課題一覧 –
A – 自動車メーカーによる系列ディーラー支援の記事を、「自動車各社が系列販売会社の支」から始まり「社の経営状況にも目配りする。」で終わる部分まで書き直してください。その際、「販社」を「販売会社」に置き換えてください。
B – 自動車メーカーによる系列ディーラー支援の記事は、2文でどうまとめられますか。
C – 自動車メーカーによる系列ディーラー支援の記事の続きを、最後の文の後から書いてください。

提示文 –
---------------
自動車メーカー、系列ディーラー支援 マスクや消毒液供給でサービス体制確保

自動車各社が系列販売会社の支援に動き始めた。国や自治体などによる緊急事態宣言を踏まえ、営業時間や感染防止対策に関する指針を作成して通知したり、接客に不可欠なマスクや消毒薬などの調達を肩代わりしている。

販促イベントなどは自粛せざるを得ないが、販社が行う点検や修理などの車両サービス業務は地域に不可欠だ。トヨタ自動車系販社の一部では無料で車内を消毒するサービスも始めた。4月以降の受注は落ち込みが避けられない状況で、メーカーは販社の経営状況にも目配りする。
---------------
演習データ –

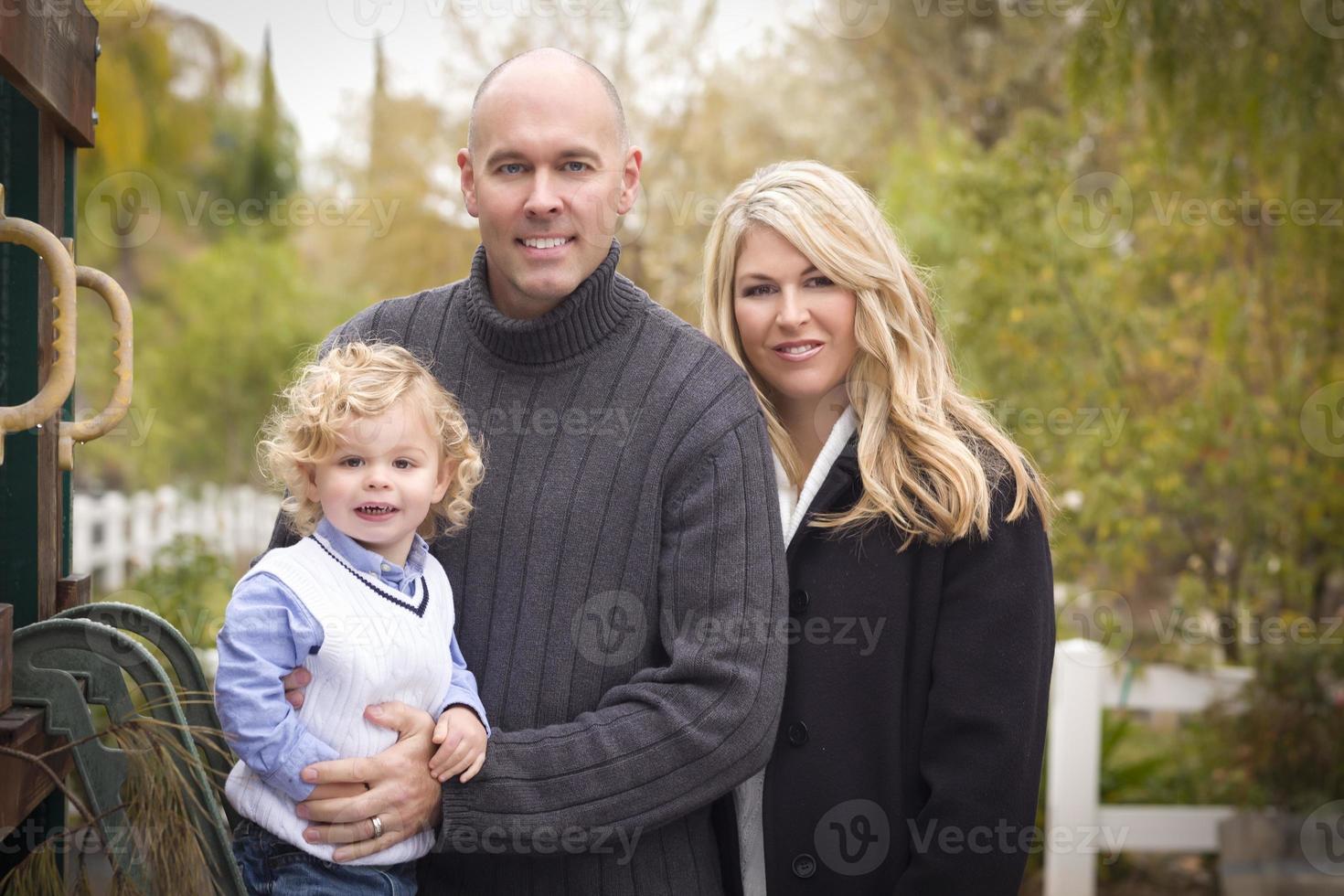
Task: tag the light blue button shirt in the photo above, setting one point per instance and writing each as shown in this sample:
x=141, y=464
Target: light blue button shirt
---------------
課題別の解答 –
A –
自動車各社が系列販売会社の支援に動き始めた。国や自治体などによる緊急事態宣言を踏まえ、営業時間や感染防止対策に関する指針を作成して通知したり、接客に不可欠なマスクや消毒薬などの調達を肩代わりしている。

販促イベントなどは自粛せざるを得ないが、販売会社が行う点検や修理などの車両サービス業務は地域に不可欠だ。トヨタ自動車系販売会社の一部では無料で車内を消毒するサービスも始めた。4月以降の受注は落ち込みが避けられない状況で、メーカーは販売会社の経営状況にも目配りする。

B – 自動車各社は緊急事態宣言を踏まえ、営業時間や感染防止対策の指針を通知し、マスクや消毒薬の調達を肩代わりするなどして系列販売会社の支援に動き始めた。販促イベントは自粛せざるを得ないが、点検や修理などの車両サービス業務は地域に不可欠であり、4月以降の受注の落ち込みが避けられない中で、メーカーは販社の経営状況にも目配りしている。

C –
トヨタは店舗運営の指針を作成して通知したほか、マスクを有償提供したり、消毒薬などの在庫をグループで融通したりしている。同社幹部は「地方に行けば行くほど車は不可欠な移動手段だ。車がないと動けないという人がたくさんいる」と語り、点検や修理、車検などのサービス業務を従来どおり継続する方針を示した。ただ、指針はあくまで参考で「最終的には(販社)各社の個別判断になる」(幹部)という。

マツダも接客に欠かせないマスクを全国の販売会社に支給している。各販売店はマスク着用に加えて店舗や試乗車の消毒など感染予防の対応策を打ち出した上で顧客対応を行っており、こうした取り組みをメーカーが支援する。

シングルポイントディーラーなど小規模販売店が多いホンダでは、新型コロナウイルスの影響で販売低迷が避けられない中、系列販売店の事業継続対策を進める。エリアマネージャーが情報収集を強化して、資金繰りに窮する販社があれば個々に対策を検討していく方針だ。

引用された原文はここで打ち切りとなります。